[What is asked]:
Write out all entries word for word.

= = = =

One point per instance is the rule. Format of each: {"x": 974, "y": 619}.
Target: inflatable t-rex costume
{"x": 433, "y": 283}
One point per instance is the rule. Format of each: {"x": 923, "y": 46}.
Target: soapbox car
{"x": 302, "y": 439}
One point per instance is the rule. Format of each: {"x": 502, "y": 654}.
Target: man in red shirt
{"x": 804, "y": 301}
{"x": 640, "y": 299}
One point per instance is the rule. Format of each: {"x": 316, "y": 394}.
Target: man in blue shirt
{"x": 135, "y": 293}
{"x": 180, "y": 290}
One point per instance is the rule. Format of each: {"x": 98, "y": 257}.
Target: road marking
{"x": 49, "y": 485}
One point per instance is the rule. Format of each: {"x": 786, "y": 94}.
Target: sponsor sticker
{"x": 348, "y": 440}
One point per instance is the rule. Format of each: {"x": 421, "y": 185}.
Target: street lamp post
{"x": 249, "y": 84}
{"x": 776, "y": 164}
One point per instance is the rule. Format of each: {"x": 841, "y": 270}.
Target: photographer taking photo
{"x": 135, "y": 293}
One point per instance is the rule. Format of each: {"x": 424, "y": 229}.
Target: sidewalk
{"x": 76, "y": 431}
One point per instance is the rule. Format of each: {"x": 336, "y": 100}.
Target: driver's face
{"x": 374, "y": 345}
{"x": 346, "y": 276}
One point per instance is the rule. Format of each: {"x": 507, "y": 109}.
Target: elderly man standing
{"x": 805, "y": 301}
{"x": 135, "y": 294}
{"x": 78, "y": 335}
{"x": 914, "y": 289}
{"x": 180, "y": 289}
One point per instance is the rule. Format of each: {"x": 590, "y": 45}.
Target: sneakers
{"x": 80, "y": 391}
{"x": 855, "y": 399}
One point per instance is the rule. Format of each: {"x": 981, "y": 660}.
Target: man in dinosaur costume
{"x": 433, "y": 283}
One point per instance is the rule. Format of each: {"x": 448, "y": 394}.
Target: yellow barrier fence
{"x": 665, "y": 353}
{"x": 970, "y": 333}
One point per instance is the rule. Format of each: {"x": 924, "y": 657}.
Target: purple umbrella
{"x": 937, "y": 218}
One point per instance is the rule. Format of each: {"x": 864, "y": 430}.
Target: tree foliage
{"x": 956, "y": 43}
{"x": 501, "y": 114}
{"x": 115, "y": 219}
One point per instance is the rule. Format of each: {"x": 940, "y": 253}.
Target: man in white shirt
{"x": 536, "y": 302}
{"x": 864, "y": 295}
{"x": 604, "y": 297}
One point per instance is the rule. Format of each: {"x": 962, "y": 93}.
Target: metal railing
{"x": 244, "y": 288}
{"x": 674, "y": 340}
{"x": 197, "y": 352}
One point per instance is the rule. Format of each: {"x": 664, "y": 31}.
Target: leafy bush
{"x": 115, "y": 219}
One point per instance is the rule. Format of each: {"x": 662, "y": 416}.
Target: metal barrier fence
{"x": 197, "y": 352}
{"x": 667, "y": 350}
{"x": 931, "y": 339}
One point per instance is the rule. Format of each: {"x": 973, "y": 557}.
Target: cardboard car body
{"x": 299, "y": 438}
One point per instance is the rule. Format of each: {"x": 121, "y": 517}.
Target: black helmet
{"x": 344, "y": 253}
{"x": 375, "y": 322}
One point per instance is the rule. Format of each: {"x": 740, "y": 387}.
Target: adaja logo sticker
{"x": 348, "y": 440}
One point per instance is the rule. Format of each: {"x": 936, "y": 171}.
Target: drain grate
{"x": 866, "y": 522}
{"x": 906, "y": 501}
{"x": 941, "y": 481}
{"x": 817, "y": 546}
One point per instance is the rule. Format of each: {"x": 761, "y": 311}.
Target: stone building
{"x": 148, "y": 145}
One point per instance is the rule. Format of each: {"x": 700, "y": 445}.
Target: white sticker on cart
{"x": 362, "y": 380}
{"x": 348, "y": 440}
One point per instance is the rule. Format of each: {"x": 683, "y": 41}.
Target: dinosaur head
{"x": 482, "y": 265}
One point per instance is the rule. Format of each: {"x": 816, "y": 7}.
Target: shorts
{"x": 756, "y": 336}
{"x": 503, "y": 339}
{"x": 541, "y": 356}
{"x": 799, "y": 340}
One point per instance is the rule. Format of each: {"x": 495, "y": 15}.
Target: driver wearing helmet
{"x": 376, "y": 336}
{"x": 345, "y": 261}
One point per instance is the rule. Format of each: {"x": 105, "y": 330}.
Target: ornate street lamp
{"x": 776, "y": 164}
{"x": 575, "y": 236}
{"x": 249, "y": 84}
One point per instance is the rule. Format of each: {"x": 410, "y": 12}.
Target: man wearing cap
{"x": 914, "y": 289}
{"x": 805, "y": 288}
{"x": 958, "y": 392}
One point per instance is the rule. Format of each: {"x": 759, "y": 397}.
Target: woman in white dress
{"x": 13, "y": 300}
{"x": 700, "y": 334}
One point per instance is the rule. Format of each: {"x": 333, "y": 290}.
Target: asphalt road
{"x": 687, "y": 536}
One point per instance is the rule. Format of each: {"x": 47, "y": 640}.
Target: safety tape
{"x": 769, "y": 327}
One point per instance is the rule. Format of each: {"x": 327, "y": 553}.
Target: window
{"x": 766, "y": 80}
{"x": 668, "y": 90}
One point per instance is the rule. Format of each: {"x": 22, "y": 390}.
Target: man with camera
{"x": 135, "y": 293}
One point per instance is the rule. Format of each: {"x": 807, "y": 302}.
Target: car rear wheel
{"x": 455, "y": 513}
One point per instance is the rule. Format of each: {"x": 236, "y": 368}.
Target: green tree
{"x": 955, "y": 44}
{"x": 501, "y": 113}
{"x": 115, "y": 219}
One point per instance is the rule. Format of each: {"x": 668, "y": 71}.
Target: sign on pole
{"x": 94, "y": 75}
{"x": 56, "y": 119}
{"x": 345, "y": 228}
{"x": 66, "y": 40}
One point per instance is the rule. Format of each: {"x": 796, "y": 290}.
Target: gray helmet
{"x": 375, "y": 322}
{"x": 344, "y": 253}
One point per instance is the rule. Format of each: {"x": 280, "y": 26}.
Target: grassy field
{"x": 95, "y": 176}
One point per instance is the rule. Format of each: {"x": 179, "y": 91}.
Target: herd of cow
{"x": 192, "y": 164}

= = = =

[Reply to the task]:
One point per instance is the rule. Format of each: {"x": 974, "y": 619}.
Target: inflatable t-rex costume
{"x": 433, "y": 283}
One point per instance is the rule. Format of each: {"x": 923, "y": 46}.
Target: soapbox car
{"x": 302, "y": 439}
One point per instance is the rule. Format of each: {"x": 502, "y": 654}.
Target: man in red shirt
{"x": 804, "y": 301}
{"x": 640, "y": 299}
One point per instance is the rule. Format of each: {"x": 316, "y": 394}.
Target: man in blue shirt
{"x": 135, "y": 293}
{"x": 180, "y": 290}
One point per instance is the rule. Format of each: {"x": 98, "y": 257}.
Target: road marking
{"x": 49, "y": 485}
One point per instance is the rule. Format of each: {"x": 786, "y": 94}.
Target: sponsor sticker
{"x": 348, "y": 440}
One point per instance is the rule. Format of each: {"x": 421, "y": 185}.
Target: street lamp post
{"x": 249, "y": 84}
{"x": 776, "y": 164}
One point per instance is the rule. Format of each: {"x": 841, "y": 270}.
Target: photographer taking photo
{"x": 135, "y": 293}
One point per instance is the rule. Format of each: {"x": 424, "y": 229}.
Target: sidewalk
{"x": 76, "y": 431}
One point per instance is the rule. Format of each: {"x": 336, "y": 100}.
Target: driver's face
{"x": 374, "y": 345}
{"x": 346, "y": 276}
One point per instance is the rule. Format of each: {"x": 507, "y": 109}.
Target: elderly man standing
{"x": 805, "y": 301}
{"x": 135, "y": 294}
{"x": 78, "y": 335}
{"x": 914, "y": 289}
{"x": 180, "y": 289}
One point per instance is the rule. Format of each: {"x": 590, "y": 45}.
Target: sneakers
{"x": 80, "y": 391}
{"x": 855, "y": 399}
One point per instance is the rule. Format of each: {"x": 981, "y": 660}.
Target: man in dinosaur costume
{"x": 433, "y": 283}
One point per instance is the rule. Format of each: {"x": 448, "y": 394}.
Target: yellow barrier fence
{"x": 665, "y": 353}
{"x": 970, "y": 333}
One point per instance is the rule. Format of each: {"x": 924, "y": 657}.
Target: purple umbrella
{"x": 937, "y": 218}
One point per instance is the rule. Format of each: {"x": 864, "y": 430}.
Target: tree foliage
{"x": 956, "y": 43}
{"x": 501, "y": 114}
{"x": 115, "y": 219}
One point per instance is the rule. Format of each: {"x": 940, "y": 253}.
Target: man in white shirt
{"x": 536, "y": 302}
{"x": 864, "y": 295}
{"x": 604, "y": 297}
One point per instance is the rule. Format of each: {"x": 962, "y": 93}.
Target: metal railing
{"x": 244, "y": 288}
{"x": 674, "y": 340}
{"x": 197, "y": 352}
One point per instance is the rule. Format of each: {"x": 664, "y": 31}.
Target: leafy bush
{"x": 115, "y": 219}
One point per instance is the rule. Format of each: {"x": 662, "y": 416}.
Target: metal barrier fence
{"x": 197, "y": 352}
{"x": 667, "y": 350}
{"x": 931, "y": 339}
One point per instance is the rule. Format of each: {"x": 973, "y": 557}.
Target: cardboard car body
{"x": 299, "y": 438}
One point per instance is the rule. Format of each: {"x": 121, "y": 517}.
Target: black helmet
{"x": 344, "y": 253}
{"x": 375, "y": 322}
One point per instance is the rule. Format of each: {"x": 740, "y": 387}.
Target: adaja logo sticker
{"x": 348, "y": 440}
One point per instance is the rule. Format of each: {"x": 936, "y": 171}.
Target: drain grate
{"x": 866, "y": 522}
{"x": 906, "y": 501}
{"x": 941, "y": 481}
{"x": 817, "y": 546}
One point per instance is the rule. Format of each: {"x": 761, "y": 311}.
Target: stone building
{"x": 148, "y": 145}
One point per instance is the rule. Format of each: {"x": 700, "y": 445}.
Target: white sticker on cart
{"x": 362, "y": 380}
{"x": 348, "y": 440}
One point per instance is the rule. Format of each: {"x": 683, "y": 41}.
Target: dinosaur head
{"x": 482, "y": 265}
One point per instance is the rule. Format of each: {"x": 816, "y": 7}.
Target: shorts
{"x": 756, "y": 336}
{"x": 503, "y": 339}
{"x": 541, "y": 356}
{"x": 799, "y": 340}
One point per instance is the rule. Format of each: {"x": 495, "y": 15}.
Target: driver wearing helmet
{"x": 376, "y": 336}
{"x": 345, "y": 261}
One point per instance is the rule. Format of each: {"x": 105, "y": 330}.
Target: ornate street lamp
{"x": 776, "y": 164}
{"x": 575, "y": 236}
{"x": 249, "y": 84}
One point per instance is the rule. Format of each: {"x": 410, "y": 12}.
Target: man wearing cap
{"x": 914, "y": 289}
{"x": 805, "y": 288}
{"x": 958, "y": 392}
One point per instance is the rule. Format of each: {"x": 759, "y": 397}.
Target: woman in white dress
{"x": 13, "y": 300}
{"x": 700, "y": 334}
One point per instance is the rule. Format of each: {"x": 333, "y": 290}.
Target: asphalt road
{"x": 687, "y": 536}
One point per instance is the rule. Format of each: {"x": 47, "y": 640}.
Target: safety tape
{"x": 769, "y": 327}
One point per instance is the rule. Format of each: {"x": 327, "y": 553}.
Target: window
{"x": 766, "y": 80}
{"x": 668, "y": 90}
One point per instance is the rule. Format of each: {"x": 22, "y": 390}.
Target: man with camera
{"x": 135, "y": 293}
One point per instance is the rule. Format of each: {"x": 807, "y": 302}.
Target: car rear wheel
{"x": 455, "y": 513}
One point per instance is the rule. Format of each: {"x": 236, "y": 368}.
Target: green tree
{"x": 955, "y": 44}
{"x": 501, "y": 113}
{"x": 115, "y": 219}
One point per instance is the rule. Format of each: {"x": 668, "y": 71}.
Target: sign on pole
{"x": 94, "y": 75}
{"x": 56, "y": 119}
{"x": 345, "y": 228}
{"x": 66, "y": 40}
One point per instance is the rule. Format of each: {"x": 796, "y": 290}.
Target: gray helmet
{"x": 375, "y": 322}
{"x": 344, "y": 253}
One point per instance is the rule. Format of each: {"x": 280, "y": 26}.
Target: grassy field
{"x": 95, "y": 176}
One point per instance is the rule. Format of each: {"x": 179, "y": 91}.
Target: herd of cow
{"x": 192, "y": 164}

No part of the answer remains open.